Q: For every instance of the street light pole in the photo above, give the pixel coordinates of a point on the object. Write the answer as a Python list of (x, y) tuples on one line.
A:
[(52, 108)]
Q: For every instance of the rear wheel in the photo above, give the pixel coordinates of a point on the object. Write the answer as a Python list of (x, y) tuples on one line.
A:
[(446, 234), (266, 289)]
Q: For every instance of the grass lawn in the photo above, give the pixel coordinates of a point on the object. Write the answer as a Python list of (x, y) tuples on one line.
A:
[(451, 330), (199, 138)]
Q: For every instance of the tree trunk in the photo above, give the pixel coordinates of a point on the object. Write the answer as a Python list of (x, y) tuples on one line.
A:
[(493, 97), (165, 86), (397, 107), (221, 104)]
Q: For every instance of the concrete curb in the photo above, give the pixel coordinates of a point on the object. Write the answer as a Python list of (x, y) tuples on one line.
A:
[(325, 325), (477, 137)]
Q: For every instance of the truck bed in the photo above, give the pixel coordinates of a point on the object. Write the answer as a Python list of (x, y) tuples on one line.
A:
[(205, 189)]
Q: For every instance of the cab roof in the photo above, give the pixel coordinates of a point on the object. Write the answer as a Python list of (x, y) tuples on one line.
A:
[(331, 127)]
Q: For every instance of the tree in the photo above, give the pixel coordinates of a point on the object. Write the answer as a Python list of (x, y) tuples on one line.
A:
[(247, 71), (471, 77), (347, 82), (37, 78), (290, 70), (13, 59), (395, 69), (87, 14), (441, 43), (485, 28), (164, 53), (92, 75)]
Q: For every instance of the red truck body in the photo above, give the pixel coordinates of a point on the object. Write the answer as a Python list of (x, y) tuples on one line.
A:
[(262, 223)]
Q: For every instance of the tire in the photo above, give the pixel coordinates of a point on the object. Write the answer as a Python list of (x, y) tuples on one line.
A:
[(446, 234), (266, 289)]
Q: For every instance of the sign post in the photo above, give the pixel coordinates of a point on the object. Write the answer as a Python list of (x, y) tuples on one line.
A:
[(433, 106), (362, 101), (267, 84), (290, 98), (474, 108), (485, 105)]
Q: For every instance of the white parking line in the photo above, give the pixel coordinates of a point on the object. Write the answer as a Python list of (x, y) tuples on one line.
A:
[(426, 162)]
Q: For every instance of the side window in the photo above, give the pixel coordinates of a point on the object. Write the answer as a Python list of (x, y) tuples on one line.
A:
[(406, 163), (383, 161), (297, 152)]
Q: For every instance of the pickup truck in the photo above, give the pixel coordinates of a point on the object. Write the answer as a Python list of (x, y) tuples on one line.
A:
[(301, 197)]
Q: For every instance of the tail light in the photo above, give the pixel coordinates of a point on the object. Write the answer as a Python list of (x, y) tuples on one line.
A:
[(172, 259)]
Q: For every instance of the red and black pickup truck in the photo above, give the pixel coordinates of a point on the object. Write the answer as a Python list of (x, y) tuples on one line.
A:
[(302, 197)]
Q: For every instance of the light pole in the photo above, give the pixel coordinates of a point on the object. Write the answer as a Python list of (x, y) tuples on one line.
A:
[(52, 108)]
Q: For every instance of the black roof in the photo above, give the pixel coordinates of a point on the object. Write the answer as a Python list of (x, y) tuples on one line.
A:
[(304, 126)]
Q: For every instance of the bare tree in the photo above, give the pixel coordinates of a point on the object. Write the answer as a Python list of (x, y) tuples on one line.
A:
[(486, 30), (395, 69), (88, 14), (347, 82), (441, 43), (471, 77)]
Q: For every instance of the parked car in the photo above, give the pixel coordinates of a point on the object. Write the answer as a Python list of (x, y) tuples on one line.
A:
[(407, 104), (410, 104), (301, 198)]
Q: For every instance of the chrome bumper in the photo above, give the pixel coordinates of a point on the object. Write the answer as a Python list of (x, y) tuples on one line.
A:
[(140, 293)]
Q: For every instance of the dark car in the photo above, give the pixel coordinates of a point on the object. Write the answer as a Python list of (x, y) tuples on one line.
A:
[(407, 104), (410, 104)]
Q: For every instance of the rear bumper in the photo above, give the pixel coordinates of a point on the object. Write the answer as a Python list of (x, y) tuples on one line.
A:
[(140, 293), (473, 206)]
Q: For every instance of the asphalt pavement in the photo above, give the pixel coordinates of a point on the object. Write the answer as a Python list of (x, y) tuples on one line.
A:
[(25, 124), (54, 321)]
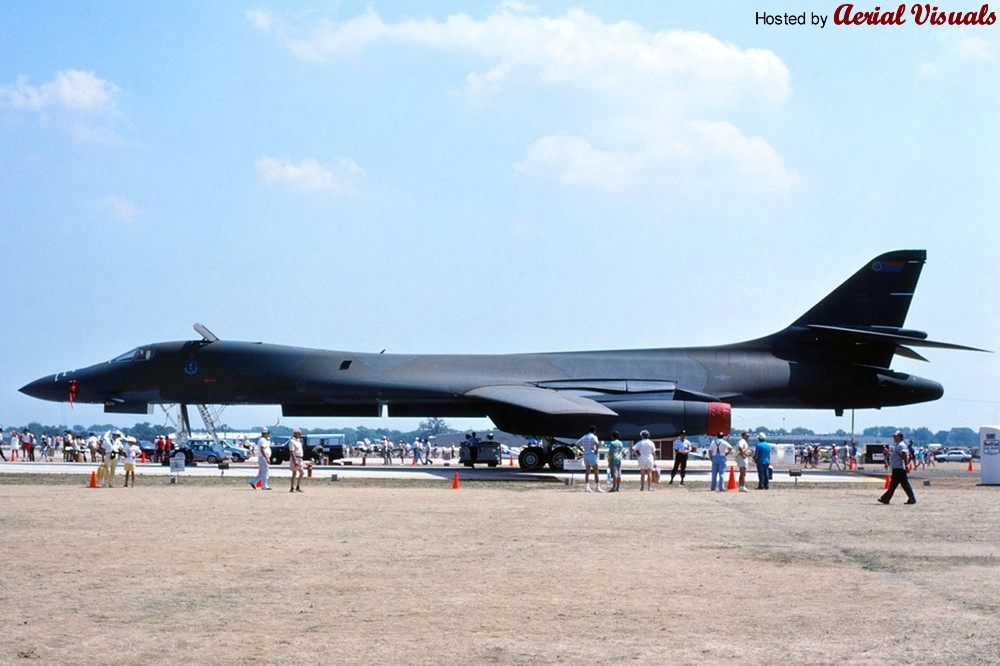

- [Short problem]
Rewrite the data above, replacing every "photo above" with "image shown" and changing nothing else. Leave the pictures out of your answer.

- [Finished exercise]
Q: For every instance of the street light pole in the image shown, give the pixel coordinates of a point on the object. Write the answer as a Python list of (x, y) tuples on one line.
A:
[(52, 108)]
Q: For every instance of the rear wheel in the image shown, give the pixel coordinates of a point on the object. Write the answer as a Python list of (x, y) tuples on one line.
A:
[(446, 234), (266, 289)]
Q: For every instance of the grass lawn in the image shown, give the pixel coordinates of a point on the object. Write the answer as a Python list of (x, y) tuples on one line.
A:
[(451, 330), (199, 138)]
Q: For every instance of the tree trunk in the image shown, give the pixel coordinates of a point on the object. Write the answer as a Python list of (x, y) tuples on one line.
A:
[(493, 97), (165, 86), (397, 107), (221, 104)]
Q: For every instance of the concrete curb in the image shown, give the pixel coordinates of a point on the object. Write the answer as a Python list of (x, y) tuples on one line.
A:
[(325, 325), (477, 137)]
Q: For every instance of the truck bed in the image shown, give the pixel coordinates of a point on the object. Write the answer as a Python list of (x, y) tuples on one line.
A:
[(205, 189)]
Q: For every instance of the cab roof in the image shown, give the pixel coordinates of a point on the object. Write the answer as a Python list of (x, y) tuples on one line.
A:
[(331, 127)]
Q: For every instance of the tree in the image shown, give the pixel coordinates of a point on the object. Write the answer as a Python list of (x, y) tuples on one line.
A:
[(247, 71), (471, 77), (347, 82), (37, 78), (290, 70), (13, 59), (395, 69), (87, 14), (441, 43), (485, 28), (164, 53), (92, 75)]
Q: For every instance of the red truck body in the image shown, give the pixel coordinates of a point on the object. Write the answer as a Python list of (x, y) tuples on one line.
A:
[(262, 223)]
Q: For every instance of the tire in the image shown, give the pixel coordinates of a point on the object. Write the answer as a Python list of (x, y) tuples on one line.
A:
[(446, 234), (266, 289)]
Q: For every instance of the sign post in the image shown, give the pixel coordinates of a point on the object. Write the answer as a Python list of (x, y) tuples on one line.
A:
[(433, 106), (362, 101), (267, 84), (290, 98), (474, 108), (485, 105)]
Q: For every instance of the white parking line in the image shown, give the pixel coordinates of a point on the object. Write the answer as a Python list of (x, y) tuples on one line.
A:
[(426, 162)]
Q: For every instance of the side window in the image shown, give the pixel coordinates of a point on the object. Write the answer as a Python list of (x, y) tuples on one line.
A:
[(406, 163), (383, 161), (297, 152)]
Q: For every instance of the pickup truck in the image shown, give the pixel coordinates of a point on the object. Write the answer as a Python list of (x, y) tuples on one line.
A:
[(301, 197)]
Q: For every instance of the tail light in the image shown, give the pixel coordinates of a point on the object. Write the answer as a Python list of (x, y) tuples on one line.
A:
[(172, 259)]
Q: For every instance of the red and black pickup truck in the image shown, give the pixel coordinates of a point on the object. Write the answer as a Python list of (x, y) tuples on one line.
A:
[(302, 197)]
Q: For every instance of the light pole in the image shown, give the pixel coordinates of a point on the object. Write the answer as a Python list of (x, y) tuples on one line.
A:
[(52, 108)]
Q: For every instance of the black roof in the image shown, give the pixel coordinates of a point on the object. Write the answer as a Python list of (x, y) tuples on one line.
A:
[(304, 126)]
Q: For every instance of the bare tree in the image shown, give the pixel coordinates of a point on the object. Write the answer as a Python list of (x, y) tuples on one line.
A:
[(486, 30), (395, 69), (88, 14), (347, 82), (441, 43), (471, 77)]
Q: For every instance of the parked car in the image shown, give the pixel coordinates of a point on the object. Write the answer as a Python list of (x, y) tuples on one line.
A:
[(407, 104), (410, 104), (301, 198)]
Q: For every instance of the chrome bumper in the image shown, give the pixel coordinates of a point on the object. Write the answer as a Python list of (x, y) tuples on one line.
A:
[(140, 293)]
Q: For every instance of the dark car in the image shown, give the pixel coordinates of a point on the object. Write the answer as a Python list of (x, y) tuples on one line.
A:
[(407, 104), (410, 104)]
Q: For every instance of the rear bumper in the image shown, give the pixel coordinates of a point on the object. Write the answer as a Python list of (x, y) tuples on one line.
A:
[(140, 293), (473, 206)]
Q: For every instance of the asphalt pavement in the image shown, give the pixel coordinates of a point on the object. Write the answer as a Python list of (x, y) tuples on one line.
A:
[(25, 124), (54, 321)]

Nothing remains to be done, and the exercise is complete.